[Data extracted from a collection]
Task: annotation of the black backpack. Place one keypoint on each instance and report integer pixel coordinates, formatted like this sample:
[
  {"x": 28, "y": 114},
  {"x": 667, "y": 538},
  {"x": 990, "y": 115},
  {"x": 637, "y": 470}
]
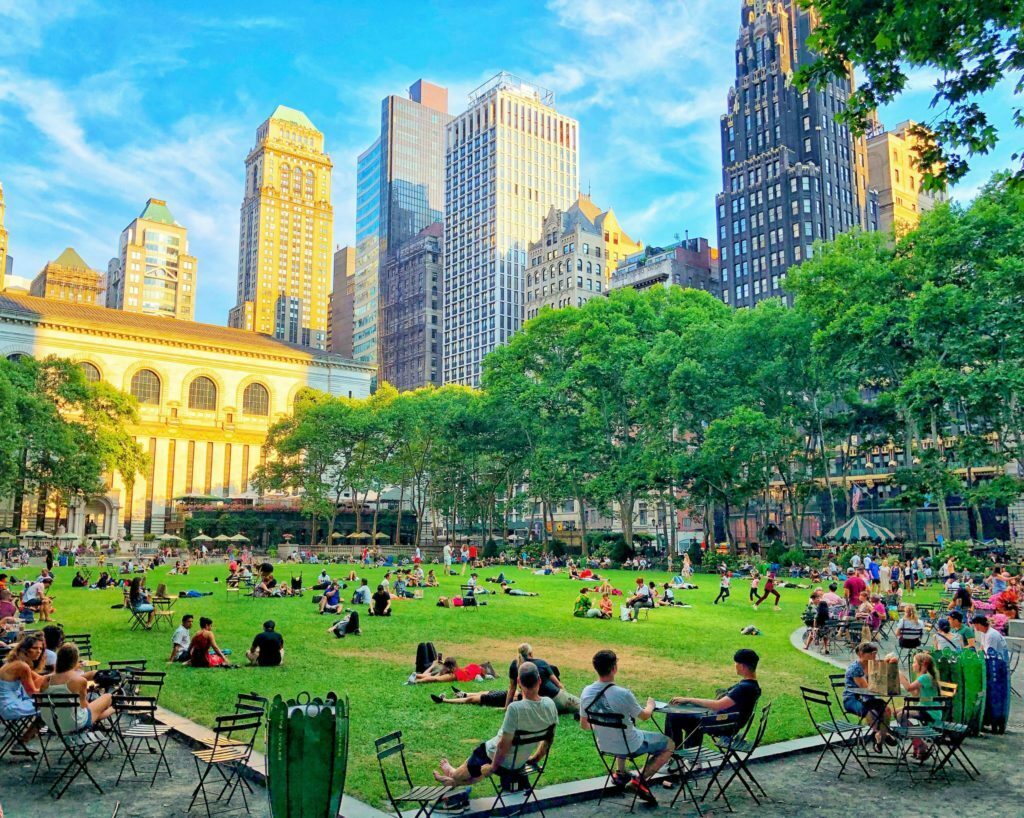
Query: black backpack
[{"x": 426, "y": 654}]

• WHAT YOU SHOULD DO
When you return the records, keep every word unchanged and drop the pictures.

• EXPECTED ANSWER
Task: annotation of the black backpack. Place one keypoint on each instance and report integer pixel coordinates, formatted like this sample:
[
  {"x": 28, "y": 114},
  {"x": 667, "y": 538},
  {"x": 990, "y": 115},
  {"x": 637, "y": 470}
]
Query: black backpack
[{"x": 426, "y": 654}]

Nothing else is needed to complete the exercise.